__Excerpted data__.

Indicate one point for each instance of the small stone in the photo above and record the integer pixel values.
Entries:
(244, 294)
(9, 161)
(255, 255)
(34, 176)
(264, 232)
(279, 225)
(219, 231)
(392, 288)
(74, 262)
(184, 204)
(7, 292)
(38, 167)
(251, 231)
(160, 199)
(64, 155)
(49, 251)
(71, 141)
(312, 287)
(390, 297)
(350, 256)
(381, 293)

__Given task__. Set down every line above again without changing a single character or the order of the lines.

__Written answer__.
Indicate one point for each instance of the small stone in the photo above and record the integer pixel values.
Entries:
(244, 294)
(9, 161)
(255, 255)
(34, 176)
(264, 232)
(279, 225)
(219, 231)
(392, 288)
(74, 262)
(184, 204)
(7, 292)
(38, 167)
(251, 231)
(160, 199)
(64, 155)
(49, 251)
(71, 141)
(312, 287)
(390, 297)
(350, 256)
(381, 293)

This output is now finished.